◆ Exercise requirements ◆
Format the lines from the one containing "Q: What bounding box encloses the dense" through the end of the items below as a Markdown table with the columns Row and Line. Number each row and leave out any blank lines.
[Task material start]
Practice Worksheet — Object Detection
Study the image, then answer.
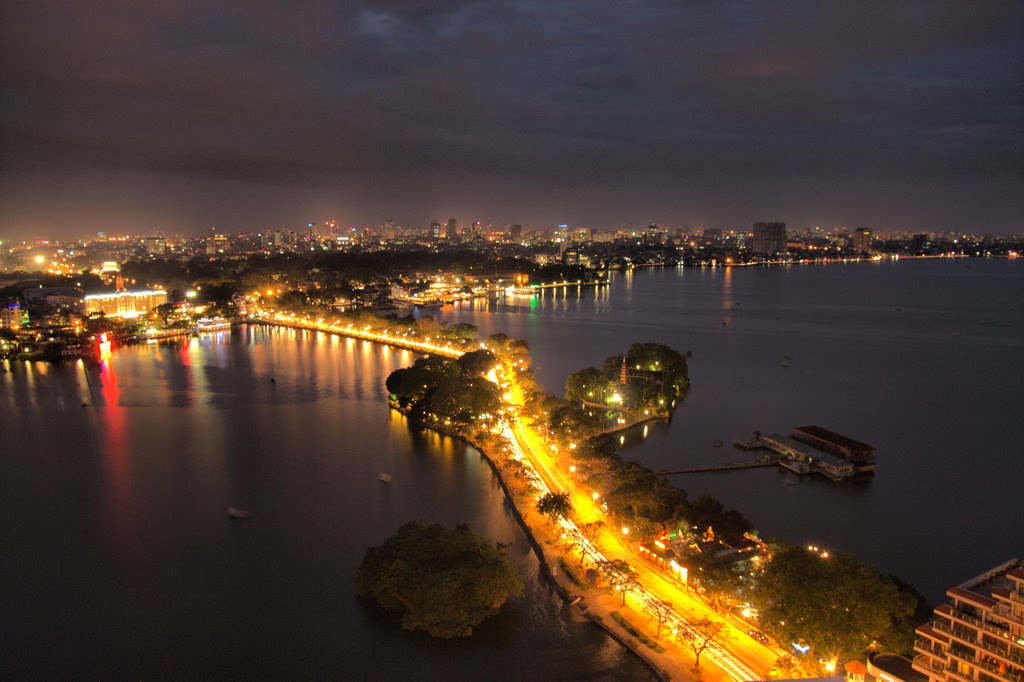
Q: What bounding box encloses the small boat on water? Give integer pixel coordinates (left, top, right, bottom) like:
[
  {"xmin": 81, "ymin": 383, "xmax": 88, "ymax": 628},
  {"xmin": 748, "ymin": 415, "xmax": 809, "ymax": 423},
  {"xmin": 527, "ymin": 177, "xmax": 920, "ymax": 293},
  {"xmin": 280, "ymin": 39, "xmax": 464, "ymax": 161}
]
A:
[{"xmin": 778, "ymin": 460, "xmax": 811, "ymax": 475}]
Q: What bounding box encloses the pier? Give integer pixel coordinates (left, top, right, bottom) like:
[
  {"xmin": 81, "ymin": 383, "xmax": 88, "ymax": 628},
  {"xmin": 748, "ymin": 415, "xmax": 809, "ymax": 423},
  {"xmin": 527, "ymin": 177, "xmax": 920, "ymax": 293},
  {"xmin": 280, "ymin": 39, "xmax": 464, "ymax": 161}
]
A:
[{"xmin": 654, "ymin": 459, "xmax": 778, "ymax": 476}]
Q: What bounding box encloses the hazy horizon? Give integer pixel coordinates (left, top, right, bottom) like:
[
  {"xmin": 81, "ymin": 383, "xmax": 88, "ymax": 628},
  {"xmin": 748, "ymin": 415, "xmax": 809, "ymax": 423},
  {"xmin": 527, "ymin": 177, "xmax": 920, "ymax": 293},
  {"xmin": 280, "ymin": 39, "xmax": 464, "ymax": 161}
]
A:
[{"xmin": 0, "ymin": 0, "xmax": 1024, "ymax": 240}]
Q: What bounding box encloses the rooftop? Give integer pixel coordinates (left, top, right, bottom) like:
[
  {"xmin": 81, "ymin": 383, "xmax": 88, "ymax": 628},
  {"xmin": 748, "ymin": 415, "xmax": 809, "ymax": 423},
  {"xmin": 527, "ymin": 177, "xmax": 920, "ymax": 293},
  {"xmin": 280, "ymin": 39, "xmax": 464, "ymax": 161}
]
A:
[
  {"xmin": 764, "ymin": 433, "xmax": 850, "ymax": 467},
  {"xmin": 793, "ymin": 425, "xmax": 874, "ymax": 450},
  {"xmin": 947, "ymin": 559, "xmax": 1024, "ymax": 607}
]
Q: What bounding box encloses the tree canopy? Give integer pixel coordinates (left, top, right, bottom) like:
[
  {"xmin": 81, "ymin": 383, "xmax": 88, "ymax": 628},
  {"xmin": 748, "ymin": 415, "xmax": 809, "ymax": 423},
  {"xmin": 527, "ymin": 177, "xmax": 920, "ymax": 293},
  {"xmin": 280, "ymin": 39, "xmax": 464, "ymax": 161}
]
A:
[
  {"xmin": 537, "ymin": 492, "xmax": 572, "ymax": 521},
  {"xmin": 753, "ymin": 547, "xmax": 916, "ymax": 656},
  {"xmin": 355, "ymin": 521, "xmax": 522, "ymax": 639}
]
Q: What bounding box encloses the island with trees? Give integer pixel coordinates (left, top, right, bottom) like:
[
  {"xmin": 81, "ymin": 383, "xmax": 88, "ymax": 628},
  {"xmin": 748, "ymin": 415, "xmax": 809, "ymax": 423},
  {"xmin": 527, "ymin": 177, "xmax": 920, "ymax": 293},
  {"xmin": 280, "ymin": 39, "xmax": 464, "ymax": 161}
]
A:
[{"xmin": 355, "ymin": 521, "xmax": 523, "ymax": 639}]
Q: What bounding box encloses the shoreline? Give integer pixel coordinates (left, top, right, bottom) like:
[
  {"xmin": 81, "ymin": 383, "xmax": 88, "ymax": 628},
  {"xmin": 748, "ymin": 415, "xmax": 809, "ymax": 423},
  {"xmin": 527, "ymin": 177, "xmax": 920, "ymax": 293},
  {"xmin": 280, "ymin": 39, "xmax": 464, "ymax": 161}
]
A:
[{"xmin": 388, "ymin": 400, "xmax": 674, "ymax": 680}]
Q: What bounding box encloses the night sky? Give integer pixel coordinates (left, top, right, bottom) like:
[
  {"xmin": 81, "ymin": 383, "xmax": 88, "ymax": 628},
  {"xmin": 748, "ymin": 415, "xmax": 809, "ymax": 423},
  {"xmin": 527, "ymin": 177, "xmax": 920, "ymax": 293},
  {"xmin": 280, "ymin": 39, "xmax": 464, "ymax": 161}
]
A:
[{"xmin": 0, "ymin": 0, "xmax": 1024, "ymax": 239}]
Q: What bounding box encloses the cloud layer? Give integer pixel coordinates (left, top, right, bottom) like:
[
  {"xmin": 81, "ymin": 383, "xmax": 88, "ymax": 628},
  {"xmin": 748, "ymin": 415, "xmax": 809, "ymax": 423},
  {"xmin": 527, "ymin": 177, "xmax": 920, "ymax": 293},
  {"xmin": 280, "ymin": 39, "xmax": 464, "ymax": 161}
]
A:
[{"xmin": 0, "ymin": 0, "xmax": 1024, "ymax": 237}]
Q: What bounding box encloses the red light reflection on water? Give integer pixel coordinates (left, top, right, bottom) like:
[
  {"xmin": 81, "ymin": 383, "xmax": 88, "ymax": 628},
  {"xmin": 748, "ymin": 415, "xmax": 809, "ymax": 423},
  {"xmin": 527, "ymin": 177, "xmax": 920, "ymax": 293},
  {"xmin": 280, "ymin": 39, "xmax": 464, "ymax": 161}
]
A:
[{"xmin": 99, "ymin": 359, "xmax": 132, "ymax": 523}]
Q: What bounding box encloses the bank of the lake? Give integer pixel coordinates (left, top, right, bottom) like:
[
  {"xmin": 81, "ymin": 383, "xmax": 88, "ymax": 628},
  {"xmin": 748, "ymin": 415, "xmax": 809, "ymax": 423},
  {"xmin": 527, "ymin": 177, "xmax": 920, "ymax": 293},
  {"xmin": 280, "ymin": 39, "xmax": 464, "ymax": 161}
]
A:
[
  {"xmin": 0, "ymin": 328, "xmax": 650, "ymax": 680},
  {"xmin": 442, "ymin": 259, "xmax": 1024, "ymax": 600}
]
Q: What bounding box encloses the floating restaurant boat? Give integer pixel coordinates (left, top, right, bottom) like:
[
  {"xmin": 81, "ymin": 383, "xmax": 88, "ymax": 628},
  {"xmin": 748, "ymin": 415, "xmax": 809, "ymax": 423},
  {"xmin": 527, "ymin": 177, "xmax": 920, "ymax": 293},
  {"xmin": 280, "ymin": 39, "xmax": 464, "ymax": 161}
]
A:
[
  {"xmin": 196, "ymin": 317, "xmax": 231, "ymax": 332},
  {"xmin": 778, "ymin": 460, "xmax": 811, "ymax": 475}
]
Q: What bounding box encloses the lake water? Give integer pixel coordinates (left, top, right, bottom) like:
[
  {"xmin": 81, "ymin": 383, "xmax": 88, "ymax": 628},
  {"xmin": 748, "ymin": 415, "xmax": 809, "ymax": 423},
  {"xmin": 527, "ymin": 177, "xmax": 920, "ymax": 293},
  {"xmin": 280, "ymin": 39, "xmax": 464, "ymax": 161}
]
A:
[
  {"xmin": 0, "ymin": 328, "xmax": 650, "ymax": 680},
  {"xmin": 442, "ymin": 259, "xmax": 1024, "ymax": 601}
]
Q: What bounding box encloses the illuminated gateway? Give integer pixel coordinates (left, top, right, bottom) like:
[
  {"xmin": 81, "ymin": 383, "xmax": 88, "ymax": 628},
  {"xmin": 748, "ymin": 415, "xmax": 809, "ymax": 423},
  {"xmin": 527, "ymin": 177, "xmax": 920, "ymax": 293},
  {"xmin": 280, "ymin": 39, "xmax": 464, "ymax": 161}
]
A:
[{"xmin": 85, "ymin": 289, "xmax": 167, "ymax": 318}]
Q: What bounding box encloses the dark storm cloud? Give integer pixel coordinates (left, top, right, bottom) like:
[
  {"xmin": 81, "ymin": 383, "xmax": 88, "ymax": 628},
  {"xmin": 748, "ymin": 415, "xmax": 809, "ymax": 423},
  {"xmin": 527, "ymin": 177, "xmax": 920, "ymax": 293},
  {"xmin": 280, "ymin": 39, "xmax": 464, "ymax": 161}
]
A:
[{"xmin": 0, "ymin": 0, "xmax": 1024, "ymax": 232}]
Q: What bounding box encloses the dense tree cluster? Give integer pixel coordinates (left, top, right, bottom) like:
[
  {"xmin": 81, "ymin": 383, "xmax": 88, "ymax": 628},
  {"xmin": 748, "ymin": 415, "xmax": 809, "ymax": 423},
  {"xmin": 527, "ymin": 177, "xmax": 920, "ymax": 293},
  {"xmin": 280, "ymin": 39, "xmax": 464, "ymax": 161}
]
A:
[
  {"xmin": 754, "ymin": 547, "xmax": 928, "ymax": 657},
  {"xmin": 355, "ymin": 521, "xmax": 522, "ymax": 638},
  {"xmin": 565, "ymin": 343, "xmax": 689, "ymax": 415},
  {"xmin": 386, "ymin": 349, "xmax": 502, "ymax": 430}
]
[Task material end]
◆ Task result ◆
| Row | Line |
|---|---|
| 1 | Q: What bounding box encloses the dense tree cluster? Give integer pixel coordinates (left, top, right, bottom) like: |
| 2 | [ |
| 3 |   {"xmin": 81, "ymin": 383, "xmax": 88, "ymax": 628}, |
| 4 |   {"xmin": 748, "ymin": 415, "xmax": 809, "ymax": 423}, |
| 5 |   {"xmin": 527, "ymin": 177, "xmax": 920, "ymax": 293}, |
| 6 |   {"xmin": 280, "ymin": 39, "xmax": 464, "ymax": 161} |
| 7 | ] |
| 8 | A: |
| 9 | [ |
| 10 |   {"xmin": 754, "ymin": 547, "xmax": 928, "ymax": 657}, |
| 11 |   {"xmin": 355, "ymin": 521, "xmax": 522, "ymax": 638}, |
| 12 |   {"xmin": 565, "ymin": 343, "xmax": 689, "ymax": 415}, |
| 13 |   {"xmin": 386, "ymin": 349, "xmax": 502, "ymax": 430} |
| 14 | ] |